• **WHAT NEEDS TO BE DONE**: From the line with "the electrical outlet" through the final line, please write out the listing exactly, including both of those lines.
______________________________
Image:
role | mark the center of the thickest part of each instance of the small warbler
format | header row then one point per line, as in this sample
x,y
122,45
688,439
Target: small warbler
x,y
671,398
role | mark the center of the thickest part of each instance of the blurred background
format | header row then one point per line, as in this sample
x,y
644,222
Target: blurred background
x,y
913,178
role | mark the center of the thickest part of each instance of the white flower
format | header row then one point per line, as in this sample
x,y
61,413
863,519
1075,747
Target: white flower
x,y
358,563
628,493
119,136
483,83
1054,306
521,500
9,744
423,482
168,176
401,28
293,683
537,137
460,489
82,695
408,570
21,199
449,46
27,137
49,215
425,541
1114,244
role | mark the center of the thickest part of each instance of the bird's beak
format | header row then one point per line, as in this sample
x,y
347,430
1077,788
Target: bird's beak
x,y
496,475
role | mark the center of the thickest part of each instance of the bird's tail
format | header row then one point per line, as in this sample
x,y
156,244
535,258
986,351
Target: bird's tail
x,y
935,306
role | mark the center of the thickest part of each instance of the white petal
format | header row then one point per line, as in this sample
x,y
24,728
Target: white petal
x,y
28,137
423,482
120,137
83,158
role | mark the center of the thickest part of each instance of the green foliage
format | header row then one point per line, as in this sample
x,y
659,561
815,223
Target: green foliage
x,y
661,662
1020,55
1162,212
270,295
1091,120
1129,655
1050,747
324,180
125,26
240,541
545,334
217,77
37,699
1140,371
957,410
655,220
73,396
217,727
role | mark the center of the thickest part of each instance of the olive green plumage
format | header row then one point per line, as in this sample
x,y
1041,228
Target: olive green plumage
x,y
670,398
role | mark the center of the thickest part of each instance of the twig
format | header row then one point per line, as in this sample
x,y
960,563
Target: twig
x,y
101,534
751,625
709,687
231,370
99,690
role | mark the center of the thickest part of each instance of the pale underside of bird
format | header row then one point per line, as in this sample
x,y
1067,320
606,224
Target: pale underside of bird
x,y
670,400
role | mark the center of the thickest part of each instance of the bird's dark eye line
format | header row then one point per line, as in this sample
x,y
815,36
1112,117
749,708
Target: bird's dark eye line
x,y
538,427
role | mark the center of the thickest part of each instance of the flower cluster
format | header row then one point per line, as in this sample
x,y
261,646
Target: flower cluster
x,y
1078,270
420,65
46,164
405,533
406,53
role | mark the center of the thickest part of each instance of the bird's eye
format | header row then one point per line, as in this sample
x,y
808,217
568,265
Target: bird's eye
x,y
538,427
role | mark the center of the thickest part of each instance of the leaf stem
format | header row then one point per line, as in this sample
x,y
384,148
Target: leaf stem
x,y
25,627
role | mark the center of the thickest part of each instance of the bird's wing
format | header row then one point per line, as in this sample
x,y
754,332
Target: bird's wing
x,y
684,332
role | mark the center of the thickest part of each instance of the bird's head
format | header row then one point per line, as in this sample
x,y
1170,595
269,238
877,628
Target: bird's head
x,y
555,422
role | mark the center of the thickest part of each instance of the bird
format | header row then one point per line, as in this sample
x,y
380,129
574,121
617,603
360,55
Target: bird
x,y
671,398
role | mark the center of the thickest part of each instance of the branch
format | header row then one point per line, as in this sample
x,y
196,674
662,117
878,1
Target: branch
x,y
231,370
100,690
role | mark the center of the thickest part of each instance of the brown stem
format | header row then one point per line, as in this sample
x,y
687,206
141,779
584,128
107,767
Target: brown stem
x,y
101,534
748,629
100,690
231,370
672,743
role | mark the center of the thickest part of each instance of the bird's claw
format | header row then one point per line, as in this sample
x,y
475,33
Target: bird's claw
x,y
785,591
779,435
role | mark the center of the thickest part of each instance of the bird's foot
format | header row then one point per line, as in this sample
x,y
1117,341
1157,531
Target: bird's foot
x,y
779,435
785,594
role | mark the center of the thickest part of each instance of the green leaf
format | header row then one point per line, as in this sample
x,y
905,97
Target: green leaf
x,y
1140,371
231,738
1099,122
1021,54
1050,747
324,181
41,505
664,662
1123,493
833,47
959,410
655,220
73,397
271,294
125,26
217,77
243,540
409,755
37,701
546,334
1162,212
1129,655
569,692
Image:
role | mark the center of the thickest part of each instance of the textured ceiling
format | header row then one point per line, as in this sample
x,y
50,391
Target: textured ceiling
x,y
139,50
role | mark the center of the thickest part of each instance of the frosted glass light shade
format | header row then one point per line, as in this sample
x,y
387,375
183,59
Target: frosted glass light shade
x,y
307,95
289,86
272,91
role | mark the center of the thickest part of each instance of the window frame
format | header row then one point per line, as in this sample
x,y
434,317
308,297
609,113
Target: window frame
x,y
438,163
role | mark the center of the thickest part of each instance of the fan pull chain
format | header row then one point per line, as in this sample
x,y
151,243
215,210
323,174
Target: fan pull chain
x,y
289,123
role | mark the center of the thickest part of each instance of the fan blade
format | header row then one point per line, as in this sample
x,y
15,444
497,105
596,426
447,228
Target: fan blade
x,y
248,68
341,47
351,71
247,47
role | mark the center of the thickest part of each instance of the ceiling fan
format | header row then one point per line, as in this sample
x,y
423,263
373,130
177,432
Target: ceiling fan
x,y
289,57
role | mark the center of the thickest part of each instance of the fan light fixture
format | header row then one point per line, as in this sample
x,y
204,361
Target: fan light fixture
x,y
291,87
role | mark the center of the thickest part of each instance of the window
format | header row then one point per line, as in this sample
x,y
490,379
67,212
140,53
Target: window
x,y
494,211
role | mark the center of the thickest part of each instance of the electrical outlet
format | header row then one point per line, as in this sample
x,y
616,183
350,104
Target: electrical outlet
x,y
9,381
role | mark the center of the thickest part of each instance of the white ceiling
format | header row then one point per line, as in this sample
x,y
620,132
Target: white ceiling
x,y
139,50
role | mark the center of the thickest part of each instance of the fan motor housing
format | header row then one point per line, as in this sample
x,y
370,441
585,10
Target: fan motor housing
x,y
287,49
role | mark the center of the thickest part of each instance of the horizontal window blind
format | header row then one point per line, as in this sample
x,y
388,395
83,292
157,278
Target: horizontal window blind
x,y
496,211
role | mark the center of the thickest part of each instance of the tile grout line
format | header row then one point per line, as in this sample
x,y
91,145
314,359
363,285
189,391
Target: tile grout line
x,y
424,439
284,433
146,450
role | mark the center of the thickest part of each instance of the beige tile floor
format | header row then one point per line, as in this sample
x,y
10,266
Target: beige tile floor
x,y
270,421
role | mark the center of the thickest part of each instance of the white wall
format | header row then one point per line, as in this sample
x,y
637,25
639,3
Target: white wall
______________________________
• **CORRECT RESULT**:
role | mark the center of the thickest part of each instance of the electrical outlet
format | header row then one point per line, as in this sample
x,y
616,183
350,104
Target: electrical outlet
x,y
9,381
role | mark the center of the thickest part of each instance of the white ceiling
format | header row then one point per line, as in this sample
x,y
620,132
Target: white ceiling
x,y
139,50
role | mark the center of the thickest part of each instance of the fan motor housing
format | header row then one point per line, as in this sample
x,y
370,441
585,10
Target: fan motor housing
x,y
287,49
role | mark the center of the thickest part of each instance of the horizontal window blind
format | header row then one point per line, as in this sample
x,y
388,395
83,292
157,278
Target: horizontal window blind
x,y
496,211
role | mark the center of the thickest part of each instance of the tile grout line
format | header row then one point per line, as in this sample
x,y
91,145
314,359
363,285
189,391
Target: tile grout line
x,y
424,439
284,433
146,450
role | mark the center of the thickest part of each instance of the beige tile floor
format | header row then one point per line, as in this sample
x,y
10,266
Target: beige tile floor
x,y
270,421
role | mark the center of the thickest part of each instance of the white wall
format | header row then one point per line, as in this sample
x,y
637,25
639,3
Target: white wall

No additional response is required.